* Instructions for the task *
Will you quote all of the entries, word for word?

* Extracted information *
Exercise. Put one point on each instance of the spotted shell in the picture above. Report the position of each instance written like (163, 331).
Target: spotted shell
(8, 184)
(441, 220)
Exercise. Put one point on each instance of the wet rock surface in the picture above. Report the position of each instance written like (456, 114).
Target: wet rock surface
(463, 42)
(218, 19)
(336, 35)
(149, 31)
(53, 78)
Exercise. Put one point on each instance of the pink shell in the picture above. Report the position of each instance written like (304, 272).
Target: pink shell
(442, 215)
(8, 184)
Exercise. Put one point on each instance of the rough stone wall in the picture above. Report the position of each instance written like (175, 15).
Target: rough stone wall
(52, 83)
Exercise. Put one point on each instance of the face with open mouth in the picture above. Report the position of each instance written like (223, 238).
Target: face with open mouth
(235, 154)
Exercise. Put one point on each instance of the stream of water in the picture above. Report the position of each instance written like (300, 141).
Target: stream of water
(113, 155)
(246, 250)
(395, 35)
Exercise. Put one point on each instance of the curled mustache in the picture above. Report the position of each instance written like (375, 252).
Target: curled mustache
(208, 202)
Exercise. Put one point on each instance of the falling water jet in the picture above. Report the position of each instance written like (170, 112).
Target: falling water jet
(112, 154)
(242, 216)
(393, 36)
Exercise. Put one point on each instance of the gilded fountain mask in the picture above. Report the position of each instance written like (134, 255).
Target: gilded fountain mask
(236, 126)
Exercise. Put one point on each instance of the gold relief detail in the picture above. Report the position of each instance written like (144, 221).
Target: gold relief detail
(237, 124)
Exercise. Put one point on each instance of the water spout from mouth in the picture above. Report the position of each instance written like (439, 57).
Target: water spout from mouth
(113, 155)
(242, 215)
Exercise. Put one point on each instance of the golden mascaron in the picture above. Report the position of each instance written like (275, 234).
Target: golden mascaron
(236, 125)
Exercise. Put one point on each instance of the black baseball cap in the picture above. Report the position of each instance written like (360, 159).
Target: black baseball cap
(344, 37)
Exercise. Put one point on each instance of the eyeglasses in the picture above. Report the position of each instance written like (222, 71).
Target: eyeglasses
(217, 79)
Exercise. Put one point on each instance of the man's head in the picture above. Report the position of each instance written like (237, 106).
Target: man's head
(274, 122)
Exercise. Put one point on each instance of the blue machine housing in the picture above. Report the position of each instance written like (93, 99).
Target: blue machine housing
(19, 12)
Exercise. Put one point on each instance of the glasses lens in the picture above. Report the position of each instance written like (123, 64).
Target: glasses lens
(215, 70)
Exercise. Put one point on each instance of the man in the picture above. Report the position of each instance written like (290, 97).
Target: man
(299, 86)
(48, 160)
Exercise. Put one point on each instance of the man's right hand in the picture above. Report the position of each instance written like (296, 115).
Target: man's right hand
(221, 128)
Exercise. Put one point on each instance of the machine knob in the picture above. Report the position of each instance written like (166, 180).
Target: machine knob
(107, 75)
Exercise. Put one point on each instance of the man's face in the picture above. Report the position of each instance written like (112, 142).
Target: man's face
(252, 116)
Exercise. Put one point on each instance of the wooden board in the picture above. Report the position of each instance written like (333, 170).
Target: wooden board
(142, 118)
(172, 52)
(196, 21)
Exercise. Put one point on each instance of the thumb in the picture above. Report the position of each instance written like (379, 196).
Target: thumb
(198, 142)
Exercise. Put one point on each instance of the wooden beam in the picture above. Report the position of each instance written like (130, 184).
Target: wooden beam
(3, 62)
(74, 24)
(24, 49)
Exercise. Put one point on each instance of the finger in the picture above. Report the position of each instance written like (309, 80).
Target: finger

* Exercise output *
Exercise. Put one point on each instance of the spotted shell in the picture above. Report the position of each instance written like (163, 331).
Target: spotted shell
(8, 184)
(441, 220)
Exercise. Put one point on each instance of the wet rock surface in the picture above. Report the position of each instance written like (456, 114).
Target: wet rock surface
(463, 42)
(218, 19)
(336, 35)
(149, 31)
(53, 78)
Exercise. Put one point on each instance of the pink shell in the picture above. Report the position of each instance written like (304, 272).
Target: pink shell
(442, 215)
(8, 184)
Exercise. Put one point on each instance of the rough stone wall in the picture above. Report the position of each instance written like (175, 15).
Target: rough stone wall
(52, 83)
Exercise. Put one point on each instance of the face with open mouth in the picture above. Report the position of each instance written like (223, 238).
Target: face with open mouth
(235, 154)
Exercise. Put one point on each instance of the stream of water in the picture above. Report the position of each instance written like (300, 141).
Target: stream of water
(113, 155)
(246, 250)
(395, 35)
Exercise. Put one point on each instance of the curled mustache in the picture above. Report the position of each instance written like (375, 252).
Target: curled mustache
(208, 202)
Exercise. Put one point on each instance of the falling water jet in the picture above. Report the position of each instance written like (170, 112).
Target: falling water jet
(112, 154)
(242, 216)
(393, 36)
Exercise. Put one point on each instance of the gilded fountain mask in the picture above. Report the position of each instance written like (134, 255).
Target: gilded fountain mask
(236, 126)
Exercise. Put one point on each instance of the gold relief detail in the picture above. Report the position of each instance written like (144, 221).
Target: gold relief detail
(237, 124)
Exercise. Put one point on each instance of the water spout from mouth in the picture above. Report the position of each instance written like (439, 57).
Target: water spout from mouth
(113, 155)
(242, 215)
Exercise. Put one point on each instance of the golden mascaron in the picture above. Report the position of each instance written like (275, 234).
Target: golden mascaron
(236, 125)
Exercise. Put one point on each instance of the black baseball cap in the picture above. Report the position of each instance written like (360, 159).
Target: black baseball cap
(344, 37)
Exercise. Put one point on each instance of the eyeglasses in the picture above. Report the position of each instance written like (222, 71).
Target: eyeglasses
(217, 79)
Exercise. Put one point on each instance of the man's head in the picture above. Report the position of each instance written like (237, 106).
Target: man's head
(274, 122)
Exercise. Put one point on each instance of the blue machine housing in the picture above. Report the position of each instance written like (93, 99).
Target: blue machine housing
(19, 12)
Exercise. Put one point on each instance of the glasses lens in the picture above. Report the position of each instance written like (123, 64).
Target: glasses lens
(215, 70)
Exercise. Put one point on each instance of the man in the picture above. Report the position of each instance written like (290, 97).
Target: man
(299, 86)
(48, 160)
Exercise. Put one point on each instance of the man's right hand in the picture above. Report the position of each instance written like (296, 115).
Target: man's right hand
(221, 128)
Exercise. Put one point on each instance of the machine knob in the picture above. Report the position of each instance written like (166, 180).
Target: machine knob
(107, 75)
Exercise. Put one point on each instance of the man's face in the picture above. Report the position of each instance written like (112, 142).
Target: man's face
(252, 116)
Exercise. Put one point on each instance of the wooden board in the picture above. Report the position of each instance written like (333, 170).
Target: wooden board
(142, 118)
(172, 52)
(196, 21)
Exercise. Put one point on each instance of the thumb in the picture above. Report the position of each instance written like (379, 196).
Target: thumb
(198, 142)
Exercise. Put one point on each instance of the wooden beam in the picture above. Report the position of each instance written like (130, 184).
Target: wooden beam
(3, 62)
(74, 24)
(24, 49)
Exercise. Put one point on each instance of the finger in the picture above. Report the position of each instance written like (309, 80).
Target: finger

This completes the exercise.